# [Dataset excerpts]
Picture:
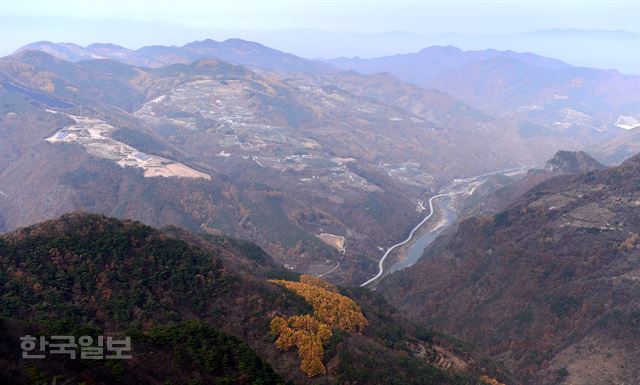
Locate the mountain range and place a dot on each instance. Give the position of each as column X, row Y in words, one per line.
column 547, row 283
column 264, row 171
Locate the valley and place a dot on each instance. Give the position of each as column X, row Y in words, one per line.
column 442, row 217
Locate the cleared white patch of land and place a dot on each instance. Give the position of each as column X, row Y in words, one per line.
column 336, row 241
column 94, row 136
column 627, row 122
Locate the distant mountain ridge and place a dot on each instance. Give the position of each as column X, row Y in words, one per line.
column 430, row 62
column 236, row 51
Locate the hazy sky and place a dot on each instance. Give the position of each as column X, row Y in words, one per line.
column 458, row 16
column 332, row 28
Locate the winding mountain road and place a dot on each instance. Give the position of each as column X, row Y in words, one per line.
column 466, row 180
column 389, row 250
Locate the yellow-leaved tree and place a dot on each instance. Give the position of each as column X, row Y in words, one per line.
column 309, row 333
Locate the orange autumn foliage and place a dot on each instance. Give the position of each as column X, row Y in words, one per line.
column 329, row 307
column 309, row 333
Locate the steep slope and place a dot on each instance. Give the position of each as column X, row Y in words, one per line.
column 499, row 192
column 285, row 162
column 549, row 284
column 197, row 308
column 619, row 148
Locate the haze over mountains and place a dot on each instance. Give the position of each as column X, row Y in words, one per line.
column 608, row 49
column 324, row 165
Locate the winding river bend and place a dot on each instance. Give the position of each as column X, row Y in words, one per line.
column 389, row 250
column 449, row 214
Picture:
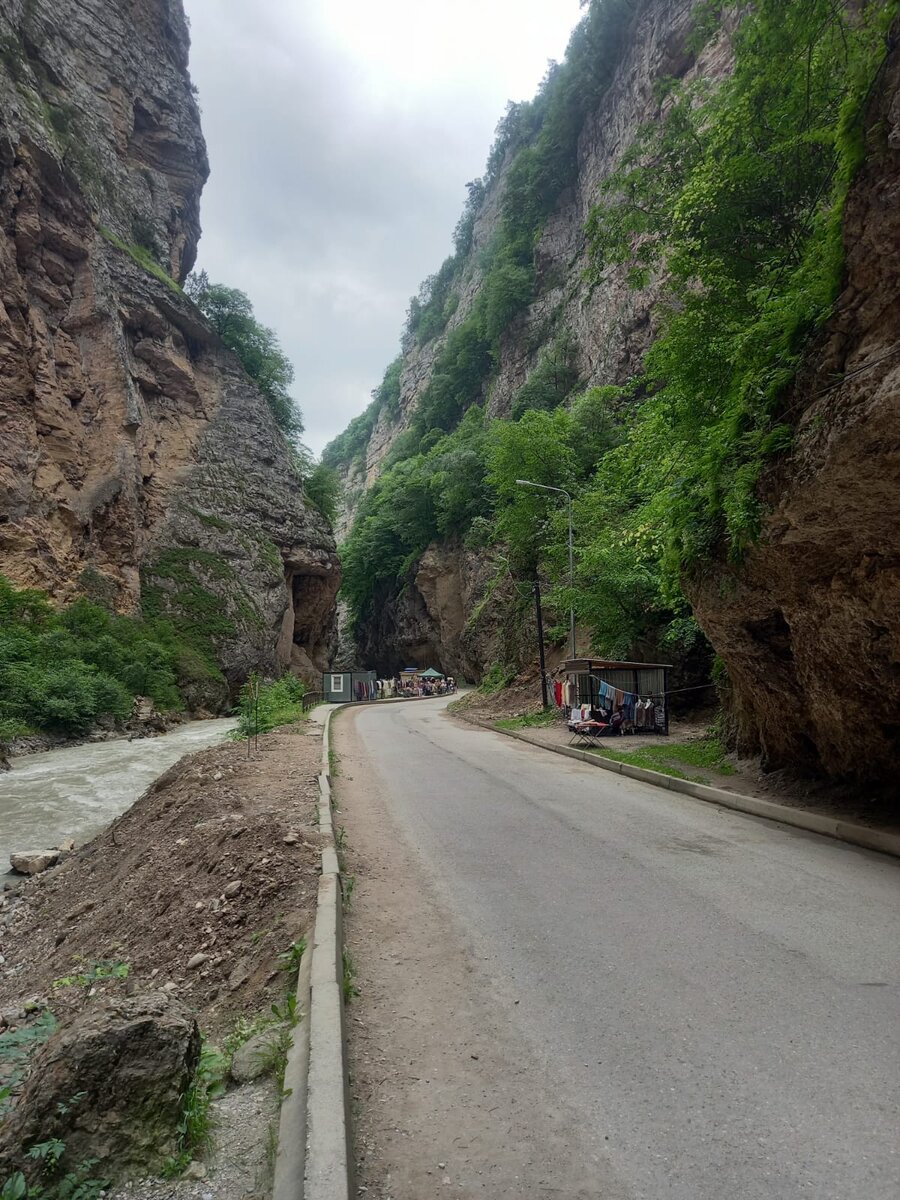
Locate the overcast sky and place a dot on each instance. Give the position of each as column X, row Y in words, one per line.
column 341, row 136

# [TASK GOAL]
Write out the lines that run from the line containing "Locate the hazy" to the end of the entries, inclusive, exactly as written. Skip every picture.

# [ANSWER AREA]
Locate the hazy sky and place a dot on each instance. Give the position of each as column X, row Y in words, one per line.
column 458, row 16
column 332, row 28
Locate the winding mountain road and place a dot on each instance. Give the position of each as column X, row Y in words, one per line.
column 466, row 180
column 389, row 250
Locate the yellow-leaved tree and place a dot on each instance. Give the position of each as column X, row Y in words, one per line.
column 309, row 333
Locate the orange autumn foliage and place a dot on each instance. Give the position of each as column X, row Y in words, one per line.
column 329, row 307
column 309, row 333
Locate the steep slope and place a dot on each instance. Give the position of each as column X, row Y in words, one per line.
column 499, row 192
column 285, row 162
column 549, row 284
column 197, row 308
column 619, row 148
Locate the haze over mountains and place a dot on each instance. Give the position of each as column X, row Y in words, one per line.
column 608, row 49
column 324, row 165
Locate the winding river bend and place a dot on each instance. Give the position of each as column X, row Y in words, one per line.
column 389, row 250
column 449, row 214
Picture:
Locate the overcast sky and place a dot on each instance. Give the position of each as column X, row Y in words, one per line.
column 341, row 136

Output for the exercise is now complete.